---- Source extract
Cancer cells exhibit an increase in transferrin receptors (TfR) which are responsible for the iron uptake and regulation of intracellular concentrations. Levels of expression of TfR in cancer cells may vary depending on the cell line. However, they differ substantially from normal cells leading to a high selectivity index of artemisinin and its derivatives. For example, Efferth et al. reported that leukemia and astrocytoma cells express TfR in 95% and 43% of the cell population, whereas normal monocytes (normal cells) only account for approximately 1%. Blocking the TfR by pretreatment with specific monoclonal antibodies reduces artemisinin sweet wormwood extract activity.

Apart from inducing apoptosis through selective oxidative stress mechanism. Artemisinin and its semisynthetic derivatives are also proven to be able to effectively induce cell growth arrest in cancer lines either by disrupting the cell cycle kinetics or by interfering with proliferation-interacting pathways. Every normal cells duplicates in an extensively regulated cell cycle, which is disregulated in cancer cells. Artemisinin-induced growth arrest has been reported at all cell cycle phases. Evidence of this acivity is proven in vitro so far in most cancer cells such as osteosarcoma, pancreas, leukemia and ovarian cancer.
--------
---- Data
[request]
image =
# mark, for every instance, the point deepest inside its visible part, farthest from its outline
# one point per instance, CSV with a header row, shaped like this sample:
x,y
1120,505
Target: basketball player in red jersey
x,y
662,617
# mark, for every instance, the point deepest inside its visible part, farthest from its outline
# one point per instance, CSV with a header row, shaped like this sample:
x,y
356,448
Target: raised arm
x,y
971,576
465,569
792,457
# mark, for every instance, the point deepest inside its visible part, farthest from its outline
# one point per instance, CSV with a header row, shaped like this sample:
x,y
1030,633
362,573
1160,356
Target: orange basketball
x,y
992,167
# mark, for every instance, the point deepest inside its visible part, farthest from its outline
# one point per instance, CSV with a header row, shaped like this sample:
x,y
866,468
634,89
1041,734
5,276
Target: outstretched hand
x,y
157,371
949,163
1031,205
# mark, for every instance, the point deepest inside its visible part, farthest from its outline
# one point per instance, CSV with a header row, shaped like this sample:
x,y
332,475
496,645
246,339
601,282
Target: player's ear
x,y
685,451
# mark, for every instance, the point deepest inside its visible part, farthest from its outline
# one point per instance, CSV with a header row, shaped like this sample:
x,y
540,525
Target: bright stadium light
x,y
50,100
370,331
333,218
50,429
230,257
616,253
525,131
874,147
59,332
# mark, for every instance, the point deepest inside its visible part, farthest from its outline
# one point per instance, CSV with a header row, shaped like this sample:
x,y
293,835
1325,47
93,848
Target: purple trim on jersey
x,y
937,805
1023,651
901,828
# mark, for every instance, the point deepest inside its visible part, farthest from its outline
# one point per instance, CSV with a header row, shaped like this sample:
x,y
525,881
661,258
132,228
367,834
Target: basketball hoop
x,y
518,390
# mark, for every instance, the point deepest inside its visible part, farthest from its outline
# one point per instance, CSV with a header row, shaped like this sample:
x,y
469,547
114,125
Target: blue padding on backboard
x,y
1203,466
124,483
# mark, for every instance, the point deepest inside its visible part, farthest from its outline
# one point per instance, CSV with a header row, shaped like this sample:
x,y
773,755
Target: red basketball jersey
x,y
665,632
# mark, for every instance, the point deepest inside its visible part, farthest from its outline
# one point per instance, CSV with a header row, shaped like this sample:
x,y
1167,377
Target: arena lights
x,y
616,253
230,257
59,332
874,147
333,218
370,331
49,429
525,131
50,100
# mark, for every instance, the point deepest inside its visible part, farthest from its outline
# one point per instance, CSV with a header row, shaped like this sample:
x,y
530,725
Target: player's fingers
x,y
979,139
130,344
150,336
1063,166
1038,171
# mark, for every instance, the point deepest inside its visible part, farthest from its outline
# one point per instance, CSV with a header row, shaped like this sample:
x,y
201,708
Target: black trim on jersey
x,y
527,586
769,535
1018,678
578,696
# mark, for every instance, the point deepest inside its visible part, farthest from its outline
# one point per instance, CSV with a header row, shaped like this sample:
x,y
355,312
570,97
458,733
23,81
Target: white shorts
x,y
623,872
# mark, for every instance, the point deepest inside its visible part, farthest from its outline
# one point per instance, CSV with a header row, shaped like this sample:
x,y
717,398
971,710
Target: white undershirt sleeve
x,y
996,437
--------
--- What you will do ---
(a) Copy word for word everything from "Apart from inducing" down to "and ovarian cancer." in the passage on artemisinin and cancer cells.
(b) Please resume the passage on artemisinin and cancer cells, starting after its last sentence.

--- Responses to the exercise ---
(a)
Apart from inducing apoptosis through selective oxidative stress mechanism. Artemisinin and its semisynthetic derivatives are also proven to be able to effectively induce cell growth arrest in cancer lines either by disrupting the cell cycle kinetics or by interfering with proliferation-interacting pathways. Every normal cells duplicates in an extensively regulated cell cycle, which is disregulated in cancer cells. Artemisinin-induced growth arrest has been reported at all cell cycle phases. Evidence of this acivity is proven in vitro so far in most cancer cells such as osteosarcoma, pancreas, leukemia and ovarian cancer.

(b)
According to series of scientific research by Life Science, sweet wormwood extract is proven to kill 98% of most lung cancers cells in less than 16 hours in vitro. Collectively, results demonstrate that the artemisinin impact on the E2F1 transcription factor mediates in stopping of the cell circuit of the breast cancer cells and it is a crucial transcription means in which the artemisinin controls the growth of the reproductive cancer cells. Researches state that because a breast cancer cell incorporates5 to 15 more receptors than regular cells, it absorbs iron more readily and therefore is more vulnerable to artemesinin's damage.

The ability of cancer cells to invade has been associated with high mortality and morbidity in cancer patients. The spread of cancer cells to other organs is a process in which cancer cells readily invade the surrounding tissue structure, reach and survive in the bloodstream, and finally seed at distant organs. An invaluable benefit of sweet wormwood extract, artemisinin is its relevant antimigratory activity in highly aggressive and invasive cancer cell lines.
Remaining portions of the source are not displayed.